### INSTRUCTIONS TO FOLLOW
Set down the data below exactly; pictures stay out.

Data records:
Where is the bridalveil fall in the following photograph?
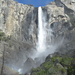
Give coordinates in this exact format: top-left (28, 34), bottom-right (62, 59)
top-left (18, 7), bottom-right (56, 74)
top-left (0, 0), bottom-right (75, 75)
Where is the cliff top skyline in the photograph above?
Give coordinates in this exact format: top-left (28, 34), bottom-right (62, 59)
top-left (15, 0), bottom-right (54, 7)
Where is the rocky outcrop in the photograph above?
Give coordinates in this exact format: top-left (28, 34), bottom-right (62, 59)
top-left (31, 53), bottom-right (75, 75)
top-left (55, 0), bottom-right (75, 26)
top-left (44, 0), bottom-right (75, 56)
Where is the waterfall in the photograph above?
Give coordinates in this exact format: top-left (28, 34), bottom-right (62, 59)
top-left (37, 7), bottom-right (46, 53)
top-left (37, 7), bottom-right (55, 56)
top-left (17, 7), bottom-right (54, 74)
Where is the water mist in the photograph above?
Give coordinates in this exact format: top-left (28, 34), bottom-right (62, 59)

### TASK RESPONSE
Where is the bridalveil fall in the following photograph?
Give coordinates in this exact format: top-left (28, 34), bottom-right (62, 59)
top-left (18, 7), bottom-right (56, 74)
top-left (0, 0), bottom-right (75, 75)
Where is the cliff top skyline in the photograph above?
Give coordinates in this exact format: top-left (28, 34), bottom-right (62, 59)
top-left (15, 0), bottom-right (54, 7)
Where is the rocky outcrop in the photograph above?
Give coordinates in this exact format: top-left (28, 34), bottom-right (62, 59)
top-left (31, 53), bottom-right (75, 75)
top-left (55, 0), bottom-right (75, 26)
top-left (44, 0), bottom-right (75, 56)
Where is the waterfall in the photograph above?
Give coordinates in this exact format: top-left (28, 34), bottom-right (62, 59)
top-left (37, 7), bottom-right (46, 53)
top-left (37, 7), bottom-right (55, 56)
top-left (17, 7), bottom-right (54, 74)
Where is the water mist in the photograph above?
Give coordinates in this exact format: top-left (28, 34), bottom-right (62, 59)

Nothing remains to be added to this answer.